- [DATA SECTION]:

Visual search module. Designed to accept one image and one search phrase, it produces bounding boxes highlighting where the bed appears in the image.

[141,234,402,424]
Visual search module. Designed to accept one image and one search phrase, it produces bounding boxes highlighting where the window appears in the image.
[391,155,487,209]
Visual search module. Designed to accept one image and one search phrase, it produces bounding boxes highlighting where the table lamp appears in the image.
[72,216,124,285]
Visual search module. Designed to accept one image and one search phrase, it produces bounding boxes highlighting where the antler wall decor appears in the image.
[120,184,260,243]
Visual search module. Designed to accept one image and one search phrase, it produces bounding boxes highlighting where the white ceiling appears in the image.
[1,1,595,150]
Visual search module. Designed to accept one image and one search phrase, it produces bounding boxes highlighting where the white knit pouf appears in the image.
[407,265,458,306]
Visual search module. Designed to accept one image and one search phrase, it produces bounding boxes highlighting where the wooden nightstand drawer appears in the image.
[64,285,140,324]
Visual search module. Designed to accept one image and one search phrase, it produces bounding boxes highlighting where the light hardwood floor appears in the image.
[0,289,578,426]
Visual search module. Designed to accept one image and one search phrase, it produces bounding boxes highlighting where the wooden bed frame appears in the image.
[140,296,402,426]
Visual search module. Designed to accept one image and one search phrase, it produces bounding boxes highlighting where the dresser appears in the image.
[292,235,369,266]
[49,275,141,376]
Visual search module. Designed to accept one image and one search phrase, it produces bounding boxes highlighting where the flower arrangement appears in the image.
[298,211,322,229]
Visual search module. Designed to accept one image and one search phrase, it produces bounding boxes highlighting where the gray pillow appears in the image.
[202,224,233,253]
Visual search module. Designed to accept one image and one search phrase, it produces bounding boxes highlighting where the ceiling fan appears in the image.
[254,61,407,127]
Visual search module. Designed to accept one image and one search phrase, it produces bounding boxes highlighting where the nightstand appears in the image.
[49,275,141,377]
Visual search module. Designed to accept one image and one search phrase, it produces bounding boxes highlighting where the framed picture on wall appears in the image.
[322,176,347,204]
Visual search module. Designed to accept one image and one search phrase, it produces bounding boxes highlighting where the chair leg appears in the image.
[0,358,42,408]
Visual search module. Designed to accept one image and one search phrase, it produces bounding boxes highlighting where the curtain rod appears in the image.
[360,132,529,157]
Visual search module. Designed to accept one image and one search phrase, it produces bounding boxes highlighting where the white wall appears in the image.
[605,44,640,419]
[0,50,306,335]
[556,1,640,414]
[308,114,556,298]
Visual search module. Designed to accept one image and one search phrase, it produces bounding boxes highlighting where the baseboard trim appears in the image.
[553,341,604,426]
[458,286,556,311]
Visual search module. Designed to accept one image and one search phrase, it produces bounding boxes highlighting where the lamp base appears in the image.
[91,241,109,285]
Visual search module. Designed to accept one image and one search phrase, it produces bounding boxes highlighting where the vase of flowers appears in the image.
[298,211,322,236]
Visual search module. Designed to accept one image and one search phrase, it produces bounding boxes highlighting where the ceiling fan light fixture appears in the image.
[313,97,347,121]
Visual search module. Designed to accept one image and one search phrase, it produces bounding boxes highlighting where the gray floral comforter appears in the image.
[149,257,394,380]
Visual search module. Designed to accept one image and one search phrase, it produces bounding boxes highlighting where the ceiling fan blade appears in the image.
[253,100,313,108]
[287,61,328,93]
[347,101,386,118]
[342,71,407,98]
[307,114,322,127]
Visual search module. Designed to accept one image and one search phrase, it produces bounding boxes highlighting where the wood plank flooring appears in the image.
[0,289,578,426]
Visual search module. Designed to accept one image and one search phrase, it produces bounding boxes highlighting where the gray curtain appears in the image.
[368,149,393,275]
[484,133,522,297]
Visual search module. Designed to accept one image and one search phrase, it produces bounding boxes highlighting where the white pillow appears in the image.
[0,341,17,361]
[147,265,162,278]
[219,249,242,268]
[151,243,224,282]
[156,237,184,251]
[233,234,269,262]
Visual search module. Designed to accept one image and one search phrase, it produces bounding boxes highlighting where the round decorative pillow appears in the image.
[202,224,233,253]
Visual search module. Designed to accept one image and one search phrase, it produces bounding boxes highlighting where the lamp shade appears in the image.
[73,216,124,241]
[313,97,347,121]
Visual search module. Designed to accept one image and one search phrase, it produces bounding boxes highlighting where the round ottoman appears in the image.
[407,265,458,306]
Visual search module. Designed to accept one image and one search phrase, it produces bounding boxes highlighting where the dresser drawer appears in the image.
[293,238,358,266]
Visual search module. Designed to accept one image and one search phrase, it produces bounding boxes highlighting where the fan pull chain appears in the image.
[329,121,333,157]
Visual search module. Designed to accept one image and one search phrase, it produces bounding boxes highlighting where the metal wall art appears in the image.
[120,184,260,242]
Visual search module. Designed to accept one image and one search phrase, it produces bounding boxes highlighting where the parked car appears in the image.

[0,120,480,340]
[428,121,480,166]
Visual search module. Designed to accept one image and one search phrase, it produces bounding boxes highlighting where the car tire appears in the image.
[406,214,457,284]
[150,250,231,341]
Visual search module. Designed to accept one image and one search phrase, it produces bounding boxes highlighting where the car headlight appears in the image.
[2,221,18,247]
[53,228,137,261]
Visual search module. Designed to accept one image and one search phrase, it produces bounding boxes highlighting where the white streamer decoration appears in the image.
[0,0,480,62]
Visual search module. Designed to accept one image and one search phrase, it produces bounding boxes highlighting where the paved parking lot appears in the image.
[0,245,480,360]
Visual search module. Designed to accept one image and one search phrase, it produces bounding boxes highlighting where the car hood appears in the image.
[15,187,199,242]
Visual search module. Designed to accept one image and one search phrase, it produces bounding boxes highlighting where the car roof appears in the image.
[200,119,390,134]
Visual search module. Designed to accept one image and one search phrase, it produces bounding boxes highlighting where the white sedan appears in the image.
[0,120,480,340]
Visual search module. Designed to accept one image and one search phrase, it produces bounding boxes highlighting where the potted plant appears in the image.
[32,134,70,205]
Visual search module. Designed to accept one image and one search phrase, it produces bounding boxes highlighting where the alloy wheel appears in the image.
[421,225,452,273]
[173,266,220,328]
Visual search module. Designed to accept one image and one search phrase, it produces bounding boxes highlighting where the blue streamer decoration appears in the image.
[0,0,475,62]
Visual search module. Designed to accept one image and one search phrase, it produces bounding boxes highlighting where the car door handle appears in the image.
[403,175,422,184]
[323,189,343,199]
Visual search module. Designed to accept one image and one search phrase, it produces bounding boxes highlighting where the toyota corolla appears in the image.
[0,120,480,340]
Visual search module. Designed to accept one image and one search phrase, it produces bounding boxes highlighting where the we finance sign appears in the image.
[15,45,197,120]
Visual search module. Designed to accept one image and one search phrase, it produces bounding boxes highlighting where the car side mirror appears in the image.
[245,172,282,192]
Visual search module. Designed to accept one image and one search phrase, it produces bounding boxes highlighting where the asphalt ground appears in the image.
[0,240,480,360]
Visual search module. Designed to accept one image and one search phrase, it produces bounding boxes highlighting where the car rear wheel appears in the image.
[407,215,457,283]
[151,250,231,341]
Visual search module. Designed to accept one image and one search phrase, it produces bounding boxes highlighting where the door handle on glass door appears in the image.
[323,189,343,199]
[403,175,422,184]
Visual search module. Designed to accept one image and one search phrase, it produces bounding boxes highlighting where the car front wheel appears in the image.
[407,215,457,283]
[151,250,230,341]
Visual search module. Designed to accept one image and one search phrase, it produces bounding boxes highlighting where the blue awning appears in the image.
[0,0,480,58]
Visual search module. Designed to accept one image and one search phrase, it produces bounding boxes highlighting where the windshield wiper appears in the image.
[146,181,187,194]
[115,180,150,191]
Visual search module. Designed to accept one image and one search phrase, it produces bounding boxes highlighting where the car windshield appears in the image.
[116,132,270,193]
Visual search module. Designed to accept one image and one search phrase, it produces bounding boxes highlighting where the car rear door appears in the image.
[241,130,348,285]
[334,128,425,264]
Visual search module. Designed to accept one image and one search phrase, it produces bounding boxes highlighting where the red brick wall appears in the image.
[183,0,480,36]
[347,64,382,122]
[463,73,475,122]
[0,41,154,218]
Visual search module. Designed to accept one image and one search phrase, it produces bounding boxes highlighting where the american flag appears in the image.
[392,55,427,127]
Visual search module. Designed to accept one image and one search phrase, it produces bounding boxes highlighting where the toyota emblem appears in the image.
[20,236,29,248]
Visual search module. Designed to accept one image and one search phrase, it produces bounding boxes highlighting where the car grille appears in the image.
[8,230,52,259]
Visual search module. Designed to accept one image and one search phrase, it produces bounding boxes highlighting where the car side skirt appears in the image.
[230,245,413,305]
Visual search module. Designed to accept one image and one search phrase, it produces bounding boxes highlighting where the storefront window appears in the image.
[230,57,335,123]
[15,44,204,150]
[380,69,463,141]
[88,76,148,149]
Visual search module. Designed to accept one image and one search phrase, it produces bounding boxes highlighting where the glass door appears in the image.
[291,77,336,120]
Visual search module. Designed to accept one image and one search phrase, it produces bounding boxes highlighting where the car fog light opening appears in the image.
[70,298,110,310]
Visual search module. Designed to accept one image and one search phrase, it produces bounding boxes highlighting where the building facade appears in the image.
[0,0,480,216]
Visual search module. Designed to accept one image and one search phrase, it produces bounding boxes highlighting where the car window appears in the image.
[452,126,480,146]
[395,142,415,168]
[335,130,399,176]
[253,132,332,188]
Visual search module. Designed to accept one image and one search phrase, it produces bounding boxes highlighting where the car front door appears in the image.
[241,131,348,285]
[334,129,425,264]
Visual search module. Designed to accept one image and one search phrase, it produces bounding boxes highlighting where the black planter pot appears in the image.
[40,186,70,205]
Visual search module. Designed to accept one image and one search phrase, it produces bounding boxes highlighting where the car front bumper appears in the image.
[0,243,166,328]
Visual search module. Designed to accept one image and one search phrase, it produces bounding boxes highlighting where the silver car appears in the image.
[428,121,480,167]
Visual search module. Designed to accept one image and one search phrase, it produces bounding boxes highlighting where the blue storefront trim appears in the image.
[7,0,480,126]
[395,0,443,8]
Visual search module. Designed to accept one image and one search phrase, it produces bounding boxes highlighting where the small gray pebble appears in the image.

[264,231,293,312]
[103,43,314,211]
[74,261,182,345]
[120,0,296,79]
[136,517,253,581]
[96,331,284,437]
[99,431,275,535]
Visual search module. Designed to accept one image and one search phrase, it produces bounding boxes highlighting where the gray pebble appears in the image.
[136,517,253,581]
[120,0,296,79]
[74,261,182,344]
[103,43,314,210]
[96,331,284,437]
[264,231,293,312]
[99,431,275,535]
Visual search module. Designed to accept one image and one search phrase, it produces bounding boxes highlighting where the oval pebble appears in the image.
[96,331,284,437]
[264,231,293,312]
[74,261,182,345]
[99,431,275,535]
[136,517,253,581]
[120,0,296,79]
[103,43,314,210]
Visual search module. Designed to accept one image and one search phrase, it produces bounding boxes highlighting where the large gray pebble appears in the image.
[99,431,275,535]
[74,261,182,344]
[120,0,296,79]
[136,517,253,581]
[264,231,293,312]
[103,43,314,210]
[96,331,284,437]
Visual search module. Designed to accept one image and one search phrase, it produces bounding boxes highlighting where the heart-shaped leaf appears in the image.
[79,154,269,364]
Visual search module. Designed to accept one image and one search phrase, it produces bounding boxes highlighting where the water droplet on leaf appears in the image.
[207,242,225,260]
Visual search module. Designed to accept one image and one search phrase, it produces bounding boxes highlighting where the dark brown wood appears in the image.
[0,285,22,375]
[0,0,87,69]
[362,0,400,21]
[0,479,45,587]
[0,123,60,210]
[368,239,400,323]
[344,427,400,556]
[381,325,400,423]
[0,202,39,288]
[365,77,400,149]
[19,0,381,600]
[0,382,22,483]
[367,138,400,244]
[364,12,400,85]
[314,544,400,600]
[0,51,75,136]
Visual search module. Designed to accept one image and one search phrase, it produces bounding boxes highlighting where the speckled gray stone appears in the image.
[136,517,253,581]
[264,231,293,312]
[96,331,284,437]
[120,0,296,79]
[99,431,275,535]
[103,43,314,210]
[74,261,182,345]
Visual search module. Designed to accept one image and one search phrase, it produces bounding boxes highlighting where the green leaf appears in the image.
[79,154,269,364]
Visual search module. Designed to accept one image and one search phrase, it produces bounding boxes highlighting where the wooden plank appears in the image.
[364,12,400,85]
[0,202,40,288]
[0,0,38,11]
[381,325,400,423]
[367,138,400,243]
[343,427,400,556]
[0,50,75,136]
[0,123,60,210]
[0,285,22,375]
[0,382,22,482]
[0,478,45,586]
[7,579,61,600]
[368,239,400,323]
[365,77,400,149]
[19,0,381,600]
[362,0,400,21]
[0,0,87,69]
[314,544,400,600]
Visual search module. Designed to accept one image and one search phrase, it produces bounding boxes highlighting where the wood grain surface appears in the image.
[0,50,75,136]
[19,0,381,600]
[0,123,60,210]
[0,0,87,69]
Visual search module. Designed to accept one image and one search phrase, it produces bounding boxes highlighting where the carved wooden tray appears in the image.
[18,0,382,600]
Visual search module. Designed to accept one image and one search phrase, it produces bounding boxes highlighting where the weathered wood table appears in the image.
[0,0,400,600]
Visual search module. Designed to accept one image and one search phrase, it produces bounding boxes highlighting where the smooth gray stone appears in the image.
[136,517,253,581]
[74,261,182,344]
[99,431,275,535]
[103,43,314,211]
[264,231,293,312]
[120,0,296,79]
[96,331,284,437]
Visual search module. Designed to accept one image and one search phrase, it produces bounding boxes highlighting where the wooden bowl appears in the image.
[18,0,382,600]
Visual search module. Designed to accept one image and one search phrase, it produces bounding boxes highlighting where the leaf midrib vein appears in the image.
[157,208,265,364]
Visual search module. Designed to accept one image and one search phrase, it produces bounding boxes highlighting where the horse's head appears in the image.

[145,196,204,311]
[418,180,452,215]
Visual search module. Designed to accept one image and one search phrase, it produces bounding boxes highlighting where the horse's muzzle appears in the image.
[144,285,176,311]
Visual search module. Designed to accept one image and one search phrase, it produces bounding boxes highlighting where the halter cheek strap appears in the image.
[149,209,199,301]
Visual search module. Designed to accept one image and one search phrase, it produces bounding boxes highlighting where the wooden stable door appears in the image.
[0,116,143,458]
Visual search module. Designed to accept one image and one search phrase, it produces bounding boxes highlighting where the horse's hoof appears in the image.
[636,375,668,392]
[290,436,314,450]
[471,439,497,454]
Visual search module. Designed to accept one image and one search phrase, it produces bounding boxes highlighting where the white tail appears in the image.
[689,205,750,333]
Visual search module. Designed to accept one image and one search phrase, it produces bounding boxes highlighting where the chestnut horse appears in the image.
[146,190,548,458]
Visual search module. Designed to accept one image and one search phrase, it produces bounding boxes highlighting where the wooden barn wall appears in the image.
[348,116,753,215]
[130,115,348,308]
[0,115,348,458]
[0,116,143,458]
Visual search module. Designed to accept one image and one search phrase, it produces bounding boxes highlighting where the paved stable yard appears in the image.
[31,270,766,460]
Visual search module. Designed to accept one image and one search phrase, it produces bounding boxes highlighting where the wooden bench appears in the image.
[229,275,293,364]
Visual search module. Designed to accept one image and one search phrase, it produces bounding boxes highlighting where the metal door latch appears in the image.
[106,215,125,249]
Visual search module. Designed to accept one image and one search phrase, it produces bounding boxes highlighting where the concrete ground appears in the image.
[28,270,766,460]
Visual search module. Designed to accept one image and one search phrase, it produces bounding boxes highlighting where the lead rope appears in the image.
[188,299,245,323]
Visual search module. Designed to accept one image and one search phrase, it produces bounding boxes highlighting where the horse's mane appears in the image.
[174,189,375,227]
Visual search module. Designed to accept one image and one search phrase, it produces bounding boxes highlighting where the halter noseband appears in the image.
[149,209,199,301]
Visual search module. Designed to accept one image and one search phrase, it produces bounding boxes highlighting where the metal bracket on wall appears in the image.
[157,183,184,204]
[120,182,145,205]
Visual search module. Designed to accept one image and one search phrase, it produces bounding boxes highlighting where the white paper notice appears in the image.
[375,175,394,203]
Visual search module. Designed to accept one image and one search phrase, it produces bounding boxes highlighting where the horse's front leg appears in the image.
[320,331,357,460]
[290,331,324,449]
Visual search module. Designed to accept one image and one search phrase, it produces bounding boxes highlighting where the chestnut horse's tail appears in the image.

- [TASK DETAILS]: Copy out only the lines from the one containing "ottoman appears in the image." through the one containing "[120,184,260,242]", keeping every line. Rescale each bounding-box coordinate on them by multiplying it by 2.05 and rounding to a whole number, with halves rounded up, and leave all other wording unchanged.

- [EXERCISE SOLUTION]:
Visual search module. Designed to accept one image and one search phrase, it produces bounding boxes highlighting where the round ottoman appears in the image.
[834,543,939,627]
Visual search module. Designed to accept one image and one search phrase, it produces bounding boxes highlighting where the dresser drawer appears in the image.
[601,488,734,545]
Visual search module. Designed to accept one image and one search phrase, it produces bounding boxes highlighting where the fan pull chain appears in the image.
[674,248,683,322]
Visual search module. Designed to accept one image and one search phrase, it produces bounding boxes highlighting where the metal wall art appears in the image.
[246,377,533,496]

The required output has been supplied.